→ Your instructions
Reproduce, word for word, the part of the writing prompts on basic and applied research that opens with the words containing "Create some type" and closes with "the real world.".

--- START Document excerpt ---

Writing Prompts About Basic Research and Applied Research

Graphic Organizer Prompt 1:

Create some type of graphic organizer that defines basic research and applied research and describes their differences. Also be sure that the graphic organizer shows how applied research and basic research are connected. Tip: A poster could work well, but a flow chart might be even better, as it could really allow you to illustrate the link between both types of research, in spite of their differences.

Essay Prompt 1:

Write an essay that details an example of applied research. Be sure to describe the scenario being researched, and then explain how the research can be applied to the real world.

Example: People who are trying to quit smoking often find that certain activities are triggers for their smoking habit. For instance, people who smoke often like to do so while driving. Smokers also tend to enjoy the oral stimulation that smoking provides. Therefore, the best thing to do to prevent people from smoking while driving is to make sure that they have suckers or hard candies in their vehicle, and that their cigarettes are inaccessible. This will allow them to enjoy the oral stimulation from the candy and prevent them from smoking while driving.

Essay Prompt 2:

Write an essay that details an example of basic research. Be sure to include the concept of evaluation in your example.

Example: You are curious about life in the Antebellum South, so you decide to go to the library and read some history books written on it. As you begin your research, though, you evaluate the Antebellum South and ask yourself what would be helpful to know about it. As you evaluate, you might ask questions like, What was the economy like? How many slaves were there in the population? What states comprised the Antebellum South? What were the roles of women?

--- END Document excerpt ---
--- START Dataset content ---

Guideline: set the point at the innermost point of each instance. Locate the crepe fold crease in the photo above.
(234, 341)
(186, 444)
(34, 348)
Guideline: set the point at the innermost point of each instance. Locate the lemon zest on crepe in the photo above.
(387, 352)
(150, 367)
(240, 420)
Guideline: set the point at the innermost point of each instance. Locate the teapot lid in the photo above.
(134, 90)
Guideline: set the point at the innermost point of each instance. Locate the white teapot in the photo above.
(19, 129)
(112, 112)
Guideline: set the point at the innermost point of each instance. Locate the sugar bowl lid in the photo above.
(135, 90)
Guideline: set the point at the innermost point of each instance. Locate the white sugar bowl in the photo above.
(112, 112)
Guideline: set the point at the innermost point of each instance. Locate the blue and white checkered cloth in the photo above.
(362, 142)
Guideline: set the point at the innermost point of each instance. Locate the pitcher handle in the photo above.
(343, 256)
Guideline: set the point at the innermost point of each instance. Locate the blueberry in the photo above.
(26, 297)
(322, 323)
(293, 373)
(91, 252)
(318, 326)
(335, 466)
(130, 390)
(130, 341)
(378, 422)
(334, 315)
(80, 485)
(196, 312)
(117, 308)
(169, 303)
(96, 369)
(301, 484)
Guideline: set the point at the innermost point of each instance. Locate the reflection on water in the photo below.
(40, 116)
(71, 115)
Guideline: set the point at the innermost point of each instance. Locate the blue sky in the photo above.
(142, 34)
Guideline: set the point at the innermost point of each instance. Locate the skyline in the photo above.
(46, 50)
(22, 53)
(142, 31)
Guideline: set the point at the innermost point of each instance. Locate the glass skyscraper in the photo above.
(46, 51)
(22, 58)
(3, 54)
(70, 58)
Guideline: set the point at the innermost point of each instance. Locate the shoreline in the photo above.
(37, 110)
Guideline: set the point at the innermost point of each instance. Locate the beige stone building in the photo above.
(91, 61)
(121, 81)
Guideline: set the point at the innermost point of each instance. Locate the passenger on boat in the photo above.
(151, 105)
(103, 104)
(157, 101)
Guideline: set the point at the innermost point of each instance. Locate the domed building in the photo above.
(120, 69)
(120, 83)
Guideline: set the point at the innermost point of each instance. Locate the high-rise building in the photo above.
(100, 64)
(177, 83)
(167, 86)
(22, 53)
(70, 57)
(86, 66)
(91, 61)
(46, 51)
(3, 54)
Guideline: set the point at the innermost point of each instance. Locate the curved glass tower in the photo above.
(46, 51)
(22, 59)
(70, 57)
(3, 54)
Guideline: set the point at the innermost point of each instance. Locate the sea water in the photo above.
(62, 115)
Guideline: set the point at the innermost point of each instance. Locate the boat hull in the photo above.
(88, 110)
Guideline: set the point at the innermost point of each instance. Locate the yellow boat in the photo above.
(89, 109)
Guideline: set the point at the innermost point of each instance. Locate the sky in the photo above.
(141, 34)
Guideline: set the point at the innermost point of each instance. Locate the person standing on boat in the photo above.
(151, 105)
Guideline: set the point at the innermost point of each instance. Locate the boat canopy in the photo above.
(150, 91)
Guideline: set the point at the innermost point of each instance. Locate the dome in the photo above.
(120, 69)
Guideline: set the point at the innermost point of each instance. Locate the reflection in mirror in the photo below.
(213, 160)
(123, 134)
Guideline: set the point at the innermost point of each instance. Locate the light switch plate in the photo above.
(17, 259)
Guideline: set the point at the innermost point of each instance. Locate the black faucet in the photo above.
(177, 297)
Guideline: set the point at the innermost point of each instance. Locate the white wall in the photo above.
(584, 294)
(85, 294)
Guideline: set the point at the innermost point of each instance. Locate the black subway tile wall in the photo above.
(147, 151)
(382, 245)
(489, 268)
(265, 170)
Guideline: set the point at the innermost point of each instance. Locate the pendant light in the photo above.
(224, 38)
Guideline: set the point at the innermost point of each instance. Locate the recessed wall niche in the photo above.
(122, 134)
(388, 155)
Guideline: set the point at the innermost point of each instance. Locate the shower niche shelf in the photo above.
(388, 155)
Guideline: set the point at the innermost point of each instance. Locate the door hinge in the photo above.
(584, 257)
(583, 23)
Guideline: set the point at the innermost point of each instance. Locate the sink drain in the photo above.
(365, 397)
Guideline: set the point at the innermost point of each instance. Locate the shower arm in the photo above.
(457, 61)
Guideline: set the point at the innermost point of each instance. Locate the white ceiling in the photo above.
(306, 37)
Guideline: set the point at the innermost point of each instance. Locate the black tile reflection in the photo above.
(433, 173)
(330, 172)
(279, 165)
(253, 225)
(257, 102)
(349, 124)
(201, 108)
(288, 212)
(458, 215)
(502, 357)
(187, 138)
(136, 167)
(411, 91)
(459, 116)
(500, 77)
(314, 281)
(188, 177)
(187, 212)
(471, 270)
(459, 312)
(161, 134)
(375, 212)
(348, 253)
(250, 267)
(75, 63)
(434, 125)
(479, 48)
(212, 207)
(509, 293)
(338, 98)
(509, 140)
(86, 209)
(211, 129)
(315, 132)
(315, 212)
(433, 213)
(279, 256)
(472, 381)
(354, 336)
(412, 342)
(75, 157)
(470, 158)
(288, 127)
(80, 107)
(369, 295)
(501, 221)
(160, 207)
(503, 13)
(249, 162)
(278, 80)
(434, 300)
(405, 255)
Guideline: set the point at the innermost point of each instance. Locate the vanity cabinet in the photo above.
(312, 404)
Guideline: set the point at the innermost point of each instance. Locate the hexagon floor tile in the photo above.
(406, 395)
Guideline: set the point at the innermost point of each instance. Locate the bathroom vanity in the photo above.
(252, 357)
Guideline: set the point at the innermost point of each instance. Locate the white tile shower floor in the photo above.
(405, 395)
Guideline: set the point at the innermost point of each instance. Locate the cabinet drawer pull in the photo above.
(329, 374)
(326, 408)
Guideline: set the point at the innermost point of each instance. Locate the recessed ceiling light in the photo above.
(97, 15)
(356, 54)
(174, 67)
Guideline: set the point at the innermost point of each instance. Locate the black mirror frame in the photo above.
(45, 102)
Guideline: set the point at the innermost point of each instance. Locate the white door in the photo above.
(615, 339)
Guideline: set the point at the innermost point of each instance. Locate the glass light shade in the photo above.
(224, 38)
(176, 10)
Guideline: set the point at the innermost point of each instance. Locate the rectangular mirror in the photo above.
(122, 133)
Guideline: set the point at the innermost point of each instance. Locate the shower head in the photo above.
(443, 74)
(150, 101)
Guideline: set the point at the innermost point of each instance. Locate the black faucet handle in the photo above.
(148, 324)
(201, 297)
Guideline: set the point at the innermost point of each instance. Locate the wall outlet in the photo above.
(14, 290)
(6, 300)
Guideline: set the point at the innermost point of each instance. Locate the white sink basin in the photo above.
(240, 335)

--- END Dataset content ---

→ Written response
Create some type of graphic organizer that defines basic research and applied research and describes their differences. Also be sure that the graphic organizer shows how applied research and basic research are connected. Tip: A poster could work well, but a flow chart might be even better, as it could really allow you to illustrate the link between both types of research, in spite of their differences.

Essay Prompt 1:

Write an essay that details an example of applied research. Be sure to describe the scenario being researched, and then explain how the research can be applied to the real world.